> _Stated goal_
Extract every line of the entries below and repeat each one verbatim, with the pictures left out.

> _Data rows_

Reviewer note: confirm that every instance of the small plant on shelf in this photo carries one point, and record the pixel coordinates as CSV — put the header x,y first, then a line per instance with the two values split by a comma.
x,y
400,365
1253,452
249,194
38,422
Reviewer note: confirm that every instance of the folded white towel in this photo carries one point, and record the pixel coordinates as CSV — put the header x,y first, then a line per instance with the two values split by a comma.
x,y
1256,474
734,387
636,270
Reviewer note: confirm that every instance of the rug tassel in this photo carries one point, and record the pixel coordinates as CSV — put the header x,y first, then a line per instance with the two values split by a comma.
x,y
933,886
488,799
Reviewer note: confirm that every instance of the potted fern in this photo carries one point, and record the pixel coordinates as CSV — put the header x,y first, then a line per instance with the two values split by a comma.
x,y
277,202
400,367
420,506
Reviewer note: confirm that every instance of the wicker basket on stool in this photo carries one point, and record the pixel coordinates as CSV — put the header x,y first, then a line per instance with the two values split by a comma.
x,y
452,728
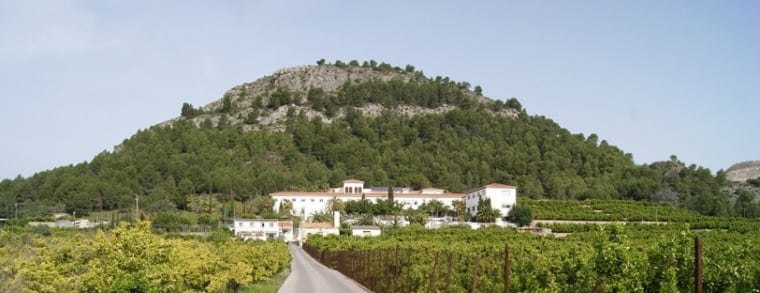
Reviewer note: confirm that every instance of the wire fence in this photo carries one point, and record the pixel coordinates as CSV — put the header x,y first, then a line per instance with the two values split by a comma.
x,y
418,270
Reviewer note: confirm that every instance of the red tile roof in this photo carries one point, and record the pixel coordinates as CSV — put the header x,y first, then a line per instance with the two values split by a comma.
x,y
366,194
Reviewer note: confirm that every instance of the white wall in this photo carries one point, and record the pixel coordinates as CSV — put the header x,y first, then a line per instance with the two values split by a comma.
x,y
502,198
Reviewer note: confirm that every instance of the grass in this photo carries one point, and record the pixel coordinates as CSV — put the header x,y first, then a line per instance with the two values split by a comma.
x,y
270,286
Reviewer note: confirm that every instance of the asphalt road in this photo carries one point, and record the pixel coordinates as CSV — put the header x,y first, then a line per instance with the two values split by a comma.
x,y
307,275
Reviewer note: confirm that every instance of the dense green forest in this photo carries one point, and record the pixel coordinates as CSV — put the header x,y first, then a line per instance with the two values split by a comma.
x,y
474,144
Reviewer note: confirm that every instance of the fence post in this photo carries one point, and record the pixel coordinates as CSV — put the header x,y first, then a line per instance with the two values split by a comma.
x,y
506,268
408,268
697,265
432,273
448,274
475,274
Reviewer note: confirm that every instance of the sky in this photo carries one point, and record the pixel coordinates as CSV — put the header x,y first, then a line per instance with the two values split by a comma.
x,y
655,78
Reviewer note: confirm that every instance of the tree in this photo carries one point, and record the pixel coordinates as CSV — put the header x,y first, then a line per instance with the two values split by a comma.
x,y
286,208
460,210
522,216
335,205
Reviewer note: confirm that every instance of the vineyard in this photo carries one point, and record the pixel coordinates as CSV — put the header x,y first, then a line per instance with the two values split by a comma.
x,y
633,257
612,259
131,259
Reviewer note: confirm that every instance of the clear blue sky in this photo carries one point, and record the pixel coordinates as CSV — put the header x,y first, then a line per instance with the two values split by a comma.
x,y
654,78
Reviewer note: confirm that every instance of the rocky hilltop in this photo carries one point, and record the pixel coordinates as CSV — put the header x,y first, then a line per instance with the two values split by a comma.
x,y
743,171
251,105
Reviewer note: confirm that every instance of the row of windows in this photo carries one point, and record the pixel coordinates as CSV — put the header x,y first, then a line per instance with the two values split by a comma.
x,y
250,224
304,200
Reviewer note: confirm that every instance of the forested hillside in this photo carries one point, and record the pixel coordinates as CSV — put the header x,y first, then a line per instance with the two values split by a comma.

> _Reply_
Reviewer note: confirm that every instance of the small plant on shelf in this photo carries one point, and record the pixel coordinates as CSV — put the header x,y first, then a line per instance with the two values split by a comma.
x,y
400,365
1253,452
249,194
38,422
Reviewer note: confirm that every instance of the folded white towel in this photo carries one point, and record the pixel coordinates as CSV — put the header x,y first, then a line per instance with the two values split by a comma.
x,y
1256,474
734,387
636,270
Reviewer note: confirm that every instance of the rug tassel in this photo carries one point, and record the pixel coordinates as CSV — put the header x,y first, then a line per instance with the two values split by a comma.
x,y
933,886
488,799
Reviewer note: confirm that every instance of the potted fern in this photo carries one point, and record the pixel coordinates as CSV — put the header x,y first, then a line per instance with the two values split by a comma.
x,y
277,202
400,367
420,506
Reviewer note: confirm that every instance of the wicker basket on stool in this photo carries one point, and record the pixel coordinates as CSV — put the header x,y first, then a line per instance with the two values split by a comma.
x,y
452,728
Reviewer note: confirm that every instance of the wire fence in this photo carries one point, and record the pixel coordinates as CSV — put the header x,y first, then a line per instance with the two values split by a comma.
x,y
418,270
Reviewer note: confirm that every instance of the red tile roof in this photo carries one point, and record the pixel coordinates as CSV — put the header x,y first, then a line per instance with the two values split by a comma.
x,y
366,194
Reviewer note: confirm that every instance of the white wall in this photo carries one point, and record the pixel coordinates as CSV — put the header x,y first, then a line per instance with the two values split by a comma.
x,y
502,198
Reviewer note: confirm that every instance of the grass in this photo carries one point, and record the pixel coordinates as CSV — put the header x,y first, then a line per instance with the two values split by a comma.
x,y
270,286
Reviewer note: confirm that every instance of the asphalt road in this photo carries one point, and record the pixel coordinates as CSV — put the header x,y first, then a line per instance with the two values split by a comma.
x,y
307,275
Reviewer note: confirm that every instance of the dense green forest in this photo carries one point, and record the pixel coordinates as CSV — put the header x,y first, then a line per instance with the two values split by a comma.
x,y
474,144
Reviewer note: confirm that every instance of the fence post in this photo carries one point, and record the pixel coordinates as CSV — put the header x,y first, then a line per instance with the two values split by a comma.
x,y
506,268
408,268
697,265
432,273
448,274
475,274
Reviewer note: confirm that every instance of the sky in this photo carries one point, and record the pixel coordinates as CSV — put the header x,y first, then a line per instance with the two values split by a comma.
x,y
655,78
Reviewer note: confirm that every instance of the tree in this photo carries one point, and record the pixel coordinates as CSV — put the header x,y first, then a line per instance with the two values split by a comma.
x,y
286,208
460,210
522,216
335,205
Reviewer note: confirm that every instance of the vineyard in this photo carries one point, and record the pixel coordinates as CSV — put the header x,y first, then a line per instance with the two values split by a comma.
x,y
633,257
612,259
131,259
Reviewer note: confirm that every instance of the clear blue sky in this photo carries one point, and record the pixel coordinates as CSV — put the header x,y first, then a line per instance with the two values split by a comma.
x,y
654,78
Reviewer note: confirm that every instance of the rocky hilltop in this photo carries one point, and record the pixel coordinates as CSV — put the header x,y first, then a line per instance with the two values split by a comma.
x,y
743,171
251,105
Reviewer note: confirm that every instance of the row of windows in this photo carries one point, and record the pixel coordinates as CSV — put the header x,y first, then a line per instance with the two values split by a comma.
x,y
250,224
304,200
Reviewer note: confirm that every instance of the forested hillside in this photo carries one point, and record the pixel coordinates as CSV — put the header x,y first, then a line per instance with the two values split by a comma.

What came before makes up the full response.